=== Record set ===

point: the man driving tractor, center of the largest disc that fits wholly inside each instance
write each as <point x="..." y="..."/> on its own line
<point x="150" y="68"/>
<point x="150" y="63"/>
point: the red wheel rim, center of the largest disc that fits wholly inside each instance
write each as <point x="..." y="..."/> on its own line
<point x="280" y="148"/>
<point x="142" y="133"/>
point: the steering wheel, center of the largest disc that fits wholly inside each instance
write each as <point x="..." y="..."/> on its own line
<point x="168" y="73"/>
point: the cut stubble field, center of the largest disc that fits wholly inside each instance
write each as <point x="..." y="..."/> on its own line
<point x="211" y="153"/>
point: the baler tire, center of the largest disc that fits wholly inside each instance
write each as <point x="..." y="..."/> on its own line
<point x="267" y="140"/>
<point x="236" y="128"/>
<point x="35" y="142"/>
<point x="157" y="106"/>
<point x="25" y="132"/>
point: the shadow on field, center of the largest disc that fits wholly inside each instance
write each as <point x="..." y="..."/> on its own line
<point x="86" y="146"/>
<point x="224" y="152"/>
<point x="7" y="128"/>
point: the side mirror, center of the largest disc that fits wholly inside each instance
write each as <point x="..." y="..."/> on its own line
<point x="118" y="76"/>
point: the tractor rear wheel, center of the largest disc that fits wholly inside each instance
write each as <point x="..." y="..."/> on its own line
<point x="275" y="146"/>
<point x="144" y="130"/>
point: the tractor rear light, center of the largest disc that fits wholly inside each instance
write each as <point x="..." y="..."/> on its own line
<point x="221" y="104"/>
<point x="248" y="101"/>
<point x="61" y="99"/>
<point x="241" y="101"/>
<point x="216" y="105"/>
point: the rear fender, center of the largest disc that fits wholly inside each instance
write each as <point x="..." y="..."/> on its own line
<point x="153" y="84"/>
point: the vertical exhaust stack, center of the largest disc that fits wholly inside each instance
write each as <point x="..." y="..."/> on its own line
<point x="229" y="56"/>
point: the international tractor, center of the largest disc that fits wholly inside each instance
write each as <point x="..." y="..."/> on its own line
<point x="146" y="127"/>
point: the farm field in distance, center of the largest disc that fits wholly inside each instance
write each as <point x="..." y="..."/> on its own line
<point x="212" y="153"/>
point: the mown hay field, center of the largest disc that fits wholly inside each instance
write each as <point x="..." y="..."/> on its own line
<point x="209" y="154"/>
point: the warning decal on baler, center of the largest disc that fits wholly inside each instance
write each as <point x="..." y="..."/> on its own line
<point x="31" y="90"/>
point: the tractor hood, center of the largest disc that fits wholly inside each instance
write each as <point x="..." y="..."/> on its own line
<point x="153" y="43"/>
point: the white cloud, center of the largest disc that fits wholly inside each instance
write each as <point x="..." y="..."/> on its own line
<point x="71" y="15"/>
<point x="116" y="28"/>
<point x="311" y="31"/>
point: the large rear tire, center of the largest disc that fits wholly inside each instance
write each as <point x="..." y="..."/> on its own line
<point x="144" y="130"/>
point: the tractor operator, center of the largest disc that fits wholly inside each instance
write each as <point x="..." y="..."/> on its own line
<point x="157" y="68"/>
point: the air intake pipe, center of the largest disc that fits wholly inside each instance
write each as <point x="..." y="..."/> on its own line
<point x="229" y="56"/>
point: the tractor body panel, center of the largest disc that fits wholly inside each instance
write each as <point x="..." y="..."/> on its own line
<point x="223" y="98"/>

===

### The request
Retype the entries exactly, including every line.

### Full answer
point: the man driving tractor, center of the largest disc that fits wholly inside each instance
write each as <point x="..." y="..."/> on its own line
<point x="150" y="68"/>
<point x="150" y="63"/>
point: the red wheel rim, center of the largest disc that fits wholly inside each instance
write each as <point x="..." y="..."/> on its own line
<point x="280" y="148"/>
<point x="142" y="133"/>
point: the steering wheel, center of the largest disc that fits wholly inside each instance
write each as <point x="..." y="..."/> on its own line
<point x="168" y="73"/>
point: the cut stubble field, center of the largest disc that fits wholly inside each instance
write each as <point x="..." y="..."/> on its own line
<point x="211" y="153"/>
point: the baler tire, center of the largest disc that fits wholly inside each instance
write each as <point x="..." y="..."/> on its own line
<point x="267" y="140"/>
<point x="236" y="128"/>
<point x="35" y="142"/>
<point x="157" y="106"/>
<point x="25" y="132"/>
point: the shadow on field, center of the largest disc that fits wholly inside each instance
write each as <point x="..." y="..."/> on its own line
<point x="86" y="146"/>
<point x="224" y="152"/>
<point x="7" y="128"/>
point: the side mirror, center of the largest disc that fits wholly inside each instance
write each as <point x="..." y="..."/> on its own line
<point x="118" y="76"/>
point: the tractor rear wheel, center of the largest disc that fits wholly inside each instance
write each as <point x="..." y="..."/> on its own line
<point x="275" y="146"/>
<point x="144" y="130"/>
point: the tractor rear light, center of the largest disc that fits wholly inside each instance
write each as <point x="..." y="..."/> on its own line
<point x="221" y="104"/>
<point x="248" y="101"/>
<point x="61" y="99"/>
<point x="241" y="101"/>
<point x="216" y="105"/>
point: the rear fender, center of the largest disc that fits wholly inside each instance
write each as <point x="..." y="..."/> on its own line
<point x="153" y="84"/>
point: the vertical exhaust stack, center of the largest disc that fits wholly inside each instance
write each as <point x="..." y="..."/> on its own line
<point x="229" y="56"/>
point: the international tractor, center of the largest disc that fits wholly inside each instance
write each as <point x="..." y="..."/> on its own line
<point x="146" y="127"/>
point: the farm field in distance, center of the largest disc that fits wholly inside each instance
write each as <point x="..." y="..."/> on its own line
<point x="212" y="153"/>
point: the mown hay field, center of the largest disc that fits wholly inside each instance
write each as <point x="..." y="..."/> on its own line
<point x="209" y="154"/>
point: the warning decal on baler, center of the largest disc that fits wholly inside each instance
write each as <point x="..." y="..."/> on its own line
<point x="31" y="90"/>
point: the tractor hood, center of the largest disc that fits wholly inside each instance
write each as <point x="..." y="..."/> on its own line
<point x="153" y="43"/>
point: the white cloud, center of the largest disc that fits wholly inside each instance
write each as <point x="..." y="..."/> on its own line
<point x="71" y="15"/>
<point x="116" y="28"/>
<point x="311" y="31"/>
point: the large rear tire, center of the largest disc that fits wholly inside each instance
write each as <point x="..." y="..."/> on its own line
<point x="144" y="130"/>
point: the tractor operator, center of the largest disc that fits wholly inside each instance
write each as <point x="..." y="..."/> on its own line
<point x="157" y="68"/>
point: the air intake pipe, center of the largest disc that fits wholly inside each instance
write each as <point x="..." y="..."/> on its own line
<point x="229" y="56"/>
point: the tractor body panel, center of the largest disc that fits wholly inside each instance
write each as <point x="..." y="..."/> on its own line
<point x="223" y="98"/>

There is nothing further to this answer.